> [Testo estratto]:
*****

Viticoltura, 130 ettari di territorio coltivato colpiti dalla flavescenza dorata

Circa 130 ettari di territorio coltivato in Trentino sono stati distrutti dalla flavescenza dorata della vite, una malattia epidemica che si propaga attraverso un piccolo insetto vettore, lo Scaphoideus Titanus. Lo riporta Matteo Trentinaglia, direttore di Acli Terra del Trentino.

La distruzione ha riguardato 650.000 piante, secondo i dati messi in evidenza da Acli Terra del Trentino. “Le misure di profilassi messe in campo fino ad oggi – afferma Trentinaglia – hanno riguardato l’estirpazione delle viti colpite, indennizzi pubblici e alcuni trattamenti con prodotti che, nel recente passato, si sono dimostrati inefficaci e poco funzionali al contenimento della malattia. In conseguenza di ciò, in alcune zone produttive quali il comune di Trento, l’Alta Vallagarina e la Valsugana, il fenomeno ha assunto proporzioni preoccupanti con pesanti ricadute sui bilanci di molte imprese agricole ed in modo particolare sugli impianti di Chardonnay, Pinot nero e Pinot bianco“.

*****

> [Informazioni riportate]:

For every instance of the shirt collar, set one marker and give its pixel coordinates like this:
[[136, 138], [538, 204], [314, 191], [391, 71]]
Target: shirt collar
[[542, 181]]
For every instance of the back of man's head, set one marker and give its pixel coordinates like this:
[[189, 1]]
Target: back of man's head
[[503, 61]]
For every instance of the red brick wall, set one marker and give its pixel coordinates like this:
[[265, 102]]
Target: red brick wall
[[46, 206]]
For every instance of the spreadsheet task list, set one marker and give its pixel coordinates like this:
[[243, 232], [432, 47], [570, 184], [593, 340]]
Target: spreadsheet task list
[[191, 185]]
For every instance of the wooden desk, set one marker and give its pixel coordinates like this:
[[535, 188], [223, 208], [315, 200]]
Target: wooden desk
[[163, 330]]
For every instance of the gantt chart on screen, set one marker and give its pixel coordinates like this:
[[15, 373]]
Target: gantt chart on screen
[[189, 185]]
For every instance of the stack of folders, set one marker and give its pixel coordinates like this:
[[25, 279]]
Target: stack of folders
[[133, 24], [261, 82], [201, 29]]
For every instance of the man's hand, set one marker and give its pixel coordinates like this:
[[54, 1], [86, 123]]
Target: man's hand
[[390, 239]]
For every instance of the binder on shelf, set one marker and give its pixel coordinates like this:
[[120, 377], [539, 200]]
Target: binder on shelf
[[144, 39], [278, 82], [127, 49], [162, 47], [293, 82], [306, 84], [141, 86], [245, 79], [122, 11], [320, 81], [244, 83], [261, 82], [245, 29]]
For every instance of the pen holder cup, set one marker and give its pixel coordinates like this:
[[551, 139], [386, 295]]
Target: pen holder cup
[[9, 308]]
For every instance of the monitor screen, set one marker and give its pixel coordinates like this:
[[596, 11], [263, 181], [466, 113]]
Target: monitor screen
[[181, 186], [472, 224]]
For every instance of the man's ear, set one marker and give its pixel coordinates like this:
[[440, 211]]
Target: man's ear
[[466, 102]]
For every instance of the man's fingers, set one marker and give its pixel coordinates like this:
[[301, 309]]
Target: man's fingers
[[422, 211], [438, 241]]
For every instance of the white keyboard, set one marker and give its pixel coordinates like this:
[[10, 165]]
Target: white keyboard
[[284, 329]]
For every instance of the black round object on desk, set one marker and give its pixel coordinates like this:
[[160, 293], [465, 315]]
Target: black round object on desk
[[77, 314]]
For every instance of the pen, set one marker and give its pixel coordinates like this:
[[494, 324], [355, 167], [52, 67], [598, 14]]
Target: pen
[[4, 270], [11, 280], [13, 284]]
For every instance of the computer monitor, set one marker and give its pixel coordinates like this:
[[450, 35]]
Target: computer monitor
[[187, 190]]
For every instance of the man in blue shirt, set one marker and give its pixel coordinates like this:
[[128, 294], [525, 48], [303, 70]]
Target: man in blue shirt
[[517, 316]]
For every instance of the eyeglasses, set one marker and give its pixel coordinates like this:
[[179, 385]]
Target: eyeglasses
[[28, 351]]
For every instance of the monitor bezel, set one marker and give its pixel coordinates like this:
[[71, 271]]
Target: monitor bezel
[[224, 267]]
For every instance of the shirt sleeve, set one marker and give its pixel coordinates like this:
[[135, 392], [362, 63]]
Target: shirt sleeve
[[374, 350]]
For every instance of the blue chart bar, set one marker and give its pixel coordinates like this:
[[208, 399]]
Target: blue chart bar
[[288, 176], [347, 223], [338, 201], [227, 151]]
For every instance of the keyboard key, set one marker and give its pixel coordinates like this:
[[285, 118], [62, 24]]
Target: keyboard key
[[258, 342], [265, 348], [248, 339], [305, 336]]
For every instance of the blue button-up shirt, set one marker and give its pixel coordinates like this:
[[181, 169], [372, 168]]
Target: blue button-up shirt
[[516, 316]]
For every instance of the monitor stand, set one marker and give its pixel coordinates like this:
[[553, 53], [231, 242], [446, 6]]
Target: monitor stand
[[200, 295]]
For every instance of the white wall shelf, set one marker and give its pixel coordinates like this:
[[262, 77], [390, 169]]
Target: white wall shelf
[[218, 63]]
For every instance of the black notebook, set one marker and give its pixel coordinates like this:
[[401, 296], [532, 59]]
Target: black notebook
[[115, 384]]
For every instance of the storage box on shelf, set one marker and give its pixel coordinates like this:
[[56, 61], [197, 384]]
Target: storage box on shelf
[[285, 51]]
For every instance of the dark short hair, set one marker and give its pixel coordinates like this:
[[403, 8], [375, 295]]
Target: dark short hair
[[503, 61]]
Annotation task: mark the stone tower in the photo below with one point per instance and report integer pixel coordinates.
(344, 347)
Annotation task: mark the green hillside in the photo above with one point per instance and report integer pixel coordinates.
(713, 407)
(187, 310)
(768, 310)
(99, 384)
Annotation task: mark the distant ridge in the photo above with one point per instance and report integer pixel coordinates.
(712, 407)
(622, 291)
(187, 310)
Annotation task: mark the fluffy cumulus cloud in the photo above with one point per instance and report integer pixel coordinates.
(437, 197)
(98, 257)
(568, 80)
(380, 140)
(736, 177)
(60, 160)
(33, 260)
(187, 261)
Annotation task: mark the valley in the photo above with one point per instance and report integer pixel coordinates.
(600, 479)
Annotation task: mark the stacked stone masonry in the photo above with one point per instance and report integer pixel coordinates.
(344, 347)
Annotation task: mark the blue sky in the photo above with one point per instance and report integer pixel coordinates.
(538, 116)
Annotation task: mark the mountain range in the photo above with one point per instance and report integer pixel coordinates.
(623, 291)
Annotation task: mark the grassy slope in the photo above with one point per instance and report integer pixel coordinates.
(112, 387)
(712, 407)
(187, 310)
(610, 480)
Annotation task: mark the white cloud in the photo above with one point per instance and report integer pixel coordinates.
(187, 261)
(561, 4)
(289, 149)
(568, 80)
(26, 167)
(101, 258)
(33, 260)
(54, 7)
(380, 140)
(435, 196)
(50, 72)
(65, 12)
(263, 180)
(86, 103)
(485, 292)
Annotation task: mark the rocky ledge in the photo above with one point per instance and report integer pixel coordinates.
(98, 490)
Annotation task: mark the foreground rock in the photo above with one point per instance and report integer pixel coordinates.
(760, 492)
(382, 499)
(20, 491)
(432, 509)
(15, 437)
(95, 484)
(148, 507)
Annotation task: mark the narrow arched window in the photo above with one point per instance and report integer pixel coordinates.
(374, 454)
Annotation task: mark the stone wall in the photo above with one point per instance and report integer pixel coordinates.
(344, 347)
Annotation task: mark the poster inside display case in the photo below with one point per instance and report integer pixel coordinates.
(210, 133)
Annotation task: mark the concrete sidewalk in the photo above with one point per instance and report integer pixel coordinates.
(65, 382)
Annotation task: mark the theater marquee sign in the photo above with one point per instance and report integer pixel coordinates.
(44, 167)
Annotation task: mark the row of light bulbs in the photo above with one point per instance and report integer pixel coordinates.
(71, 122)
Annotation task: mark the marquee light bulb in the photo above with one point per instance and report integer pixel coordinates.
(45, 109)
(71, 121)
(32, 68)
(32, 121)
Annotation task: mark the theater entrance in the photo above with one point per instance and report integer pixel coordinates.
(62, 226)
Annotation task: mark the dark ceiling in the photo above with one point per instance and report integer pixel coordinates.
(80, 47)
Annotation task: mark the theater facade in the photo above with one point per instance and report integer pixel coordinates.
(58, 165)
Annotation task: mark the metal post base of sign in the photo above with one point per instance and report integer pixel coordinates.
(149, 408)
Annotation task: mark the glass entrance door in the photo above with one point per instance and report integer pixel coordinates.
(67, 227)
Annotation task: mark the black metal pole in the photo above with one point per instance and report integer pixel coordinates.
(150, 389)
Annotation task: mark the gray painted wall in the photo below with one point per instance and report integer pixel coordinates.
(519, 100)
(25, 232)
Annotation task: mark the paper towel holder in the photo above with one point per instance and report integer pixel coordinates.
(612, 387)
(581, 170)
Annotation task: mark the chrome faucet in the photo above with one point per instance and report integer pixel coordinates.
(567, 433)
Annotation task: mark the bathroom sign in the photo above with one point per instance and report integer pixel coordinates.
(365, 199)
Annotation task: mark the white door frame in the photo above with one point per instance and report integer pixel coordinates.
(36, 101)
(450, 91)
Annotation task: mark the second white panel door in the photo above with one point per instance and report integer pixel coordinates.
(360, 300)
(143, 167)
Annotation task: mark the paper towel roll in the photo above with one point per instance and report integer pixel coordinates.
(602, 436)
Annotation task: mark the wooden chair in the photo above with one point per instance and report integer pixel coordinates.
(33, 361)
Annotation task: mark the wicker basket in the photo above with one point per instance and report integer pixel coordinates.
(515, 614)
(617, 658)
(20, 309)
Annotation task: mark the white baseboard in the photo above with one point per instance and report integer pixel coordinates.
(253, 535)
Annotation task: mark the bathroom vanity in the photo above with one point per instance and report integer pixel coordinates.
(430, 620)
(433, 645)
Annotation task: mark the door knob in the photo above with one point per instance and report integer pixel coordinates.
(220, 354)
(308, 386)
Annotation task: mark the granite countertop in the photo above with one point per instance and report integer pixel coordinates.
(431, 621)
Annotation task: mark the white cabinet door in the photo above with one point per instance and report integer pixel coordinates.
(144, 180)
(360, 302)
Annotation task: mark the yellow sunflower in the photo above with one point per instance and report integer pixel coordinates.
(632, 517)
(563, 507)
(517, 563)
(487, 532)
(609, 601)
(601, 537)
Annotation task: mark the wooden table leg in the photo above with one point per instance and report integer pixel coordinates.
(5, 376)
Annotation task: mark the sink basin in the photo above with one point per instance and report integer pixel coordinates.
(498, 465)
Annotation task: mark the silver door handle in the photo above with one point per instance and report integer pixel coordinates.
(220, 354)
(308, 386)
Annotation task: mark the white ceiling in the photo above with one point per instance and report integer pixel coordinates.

*****

> [Attività da svolgere]:
**1)** Rispondi a queste domande in base al testo sulla flavescenza dorata:
(a) Quanti ettari di territorio coltivato sono stati distrutti in Trentino?
(b) Quante piante ha riguardato la distruzione?
(c) Su quali impianti le ricadute sono state particolarmente pesanti?
**2)** Prosegui il testo sulla flavescenza dorata a partire dalla sua ultima frase.

> [Risultati dell'esercizio]:
**1)**
(a) Circa 130 ettari.
(b) 650.000 piante.
(c) Sugli impianti di Chardonnay, Pinot nero e Pinot bianco.

**2)**
Matteo Trentinaglia, presidente di Acli Terra del Trentino

Secondo Acli Terra del Trentino, questa situazione è dovuta in particolare “al mancato accoglimento, nel 2019, degli indirizzi provenienti dalla Fondazione Mach di utilizzare, in deroga ai protocolli di intesa, alcuni principi attivi che risultavano efficaci nella lotta alla malattia. Il mancato accoglimento di quella proposta, adottata solo a partire dal 2021 con i primi, seppur tardivi trattamenti, ha portato ad una diffusione preoccupante della flavescenza che rischia di moltiplicarsi ancora di più nei prossimi anni dato anche il lungo periodo di incubazione della malattia”.

Ora, afferma Trentinaglia, occorre “una maggiore sinergia e dialogo all’interno di tutto il sistema agricolo trentino rappresentato dall’Assessorato provinciale all’agricoltura, dalle Organizzazioni professionali, dalla Fondazione Mach e dal sistema cooperativo. L’obiettivo condiviso deve essere la tempestività delle misure di profilassi, la lotta al degrado e all’abbandono delle colture (che rappresentano dei moltiplicatori importanti della cicalina responsabile della malattia), la ricerca applicata, il coinvolgimento e la responsabilità dei singoli produttori nel rispetto delle misure di contenimento”.